▶ [Task requirements] Your answer must be an exact copy of every record.

▶ [The data]
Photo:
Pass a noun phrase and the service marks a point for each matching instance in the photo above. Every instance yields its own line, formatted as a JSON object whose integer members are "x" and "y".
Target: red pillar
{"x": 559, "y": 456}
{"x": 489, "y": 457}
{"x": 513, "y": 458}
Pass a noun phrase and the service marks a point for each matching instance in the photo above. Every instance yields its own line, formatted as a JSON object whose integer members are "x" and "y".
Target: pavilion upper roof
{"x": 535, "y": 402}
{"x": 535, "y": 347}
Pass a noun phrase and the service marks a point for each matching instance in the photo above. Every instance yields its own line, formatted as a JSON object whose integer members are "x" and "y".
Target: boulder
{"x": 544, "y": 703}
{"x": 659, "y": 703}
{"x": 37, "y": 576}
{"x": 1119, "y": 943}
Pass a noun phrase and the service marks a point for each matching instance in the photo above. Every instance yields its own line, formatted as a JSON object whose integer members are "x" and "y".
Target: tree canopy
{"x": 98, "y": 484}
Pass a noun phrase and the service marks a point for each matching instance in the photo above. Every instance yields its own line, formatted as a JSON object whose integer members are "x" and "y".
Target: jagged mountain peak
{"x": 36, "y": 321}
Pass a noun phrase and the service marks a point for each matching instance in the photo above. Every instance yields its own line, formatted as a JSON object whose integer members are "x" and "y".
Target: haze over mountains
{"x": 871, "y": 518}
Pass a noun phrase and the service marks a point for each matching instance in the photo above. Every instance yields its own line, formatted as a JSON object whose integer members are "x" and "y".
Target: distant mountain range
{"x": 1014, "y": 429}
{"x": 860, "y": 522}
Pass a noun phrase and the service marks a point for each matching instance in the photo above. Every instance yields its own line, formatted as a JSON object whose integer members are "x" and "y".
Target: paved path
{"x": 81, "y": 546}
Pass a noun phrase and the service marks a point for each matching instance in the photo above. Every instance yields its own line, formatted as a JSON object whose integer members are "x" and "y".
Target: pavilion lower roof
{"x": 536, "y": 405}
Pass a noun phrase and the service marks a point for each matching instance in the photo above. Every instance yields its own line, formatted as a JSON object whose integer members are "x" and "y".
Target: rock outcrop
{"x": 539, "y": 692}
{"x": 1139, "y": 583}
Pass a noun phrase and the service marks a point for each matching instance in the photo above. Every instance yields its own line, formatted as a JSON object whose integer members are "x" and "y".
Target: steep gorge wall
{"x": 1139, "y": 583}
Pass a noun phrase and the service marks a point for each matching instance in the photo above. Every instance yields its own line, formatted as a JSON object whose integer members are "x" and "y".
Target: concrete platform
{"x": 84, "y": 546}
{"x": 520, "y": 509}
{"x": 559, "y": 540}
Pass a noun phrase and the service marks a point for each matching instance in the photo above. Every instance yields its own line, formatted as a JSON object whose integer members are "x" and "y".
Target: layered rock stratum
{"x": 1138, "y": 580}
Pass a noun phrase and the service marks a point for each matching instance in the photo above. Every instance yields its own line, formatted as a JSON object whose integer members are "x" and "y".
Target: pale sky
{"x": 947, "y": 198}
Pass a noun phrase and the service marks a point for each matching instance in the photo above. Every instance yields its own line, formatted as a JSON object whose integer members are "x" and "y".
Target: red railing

▶ [The answer]
Photo:
Pass a noun phrase and the service marks a point for each matching instance in the photo above. Every instance yields its own line, formatted as a JSON object whose integer members are "x" and "y".
Target: red pillar
{"x": 559, "y": 456}
{"x": 489, "y": 457}
{"x": 513, "y": 458}
Pass a noun phrase and the service marks a point for each matching instance in the photo above. Every instance yields its own line, formatted as a JSON object whose integer members are "x" and "y".
Target: pavilion upper roof
{"x": 535, "y": 402}
{"x": 535, "y": 347}
Pass a noun phrase and the service marks a point for each matching instance in the photo above. Every instance yields its own line, formatted as a JSON object whose integer members are "x" and "y".
Target: boulder
{"x": 544, "y": 703}
{"x": 659, "y": 703}
{"x": 37, "y": 576}
{"x": 1119, "y": 943}
Pass a noun phrase and the service marks a point for each matching instance in the photo above. Every instance yields its own line, formatted as a JSON object whose integer members are "x" and "y".
Target: tree canopy
{"x": 98, "y": 484}
Pass a noun phrase and the service marks a point for each matching instance in the photo above. Every instance yields its own line, formatted as a JSON object whose integer members are "x" and "y".
Target: jagged mountain peak
{"x": 36, "y": 321}
Pass a noun phrase and the service marks a point for each matching instance in the photo above. Every instance yields its own line, formatted as a JSON object whose integer members are "x" and "y".
Target: haze over mountains
{"x": 871, "y": 518}
Pass a noun phrase and the service marks a point for each matching instance in the photo above. Every instance yields its own line, formatted as a JSON object whose integer members are "x" and "y".
Target: distant mountain range
{"x": 1014, "y": 429}
{"x": 860, "y": 522}
Pass a noun phrase and the service marks a point for each matching instance in the photo above. Every instance yields its own line, formatted as a JSON object whose integer members are "x" and "y".
Target: paved path
{"x": 81, "y": 546}
Pass a noun phrase and the service marks a point for each matching instance in the photo above. Every instance yields its own line, formatted as a JSON object whose integer members are "x" and "y".
Target: pavilion lower roof
{"x": 536, "y": 405}
Pass a noun phrase and the service marks a point for each matching instance in the photo above. Every instance yields its own line, formatted as a JSON object whose integer members are "x" and "y".
Target: rock outcrop
{"x": 539, "y": 692}
{"x": 1139, "y": 583}
Pass a noun phrase and the service marks a point for each matching instance in the photo above. Every instance yields its own line, formatted as a JSON object whose integer members are "x" and "y".
Target: steep gorge wall
{"x": 1139, "y": 583}
Pass a noun phrase and the service marks a point for each matching instance in the photo above. Every instance yields its own line, formatted as a JSON object whose integer members are "x" and "y".
Target: concrete platform
{"x": 84, "y": 546}
{"x": 520, "y": 509}
{"x": 559, "y": 540}
Pass a noun phrase and the service marks a point for each matching instance in the photo above. Every instance yields its own line, formatted as a JSON object whose integer members are "x" and "y".
Target: layered rock stratum
{"x": 1138, "y": 580}
Pass a noun phrase and the service marks a point for each matching instance in the photo above. Every instance yields its own line, formatted as a JSON object whose integer members are "x" and "y".
Target: pale sky
{"x": 947, "y": 198}
Pass a noun phrase and the service marks a point for each matching instance in the photo above. Every instance yields its own line, formatted as a JSON object whose integer members are "x" and "y".
Target: red railing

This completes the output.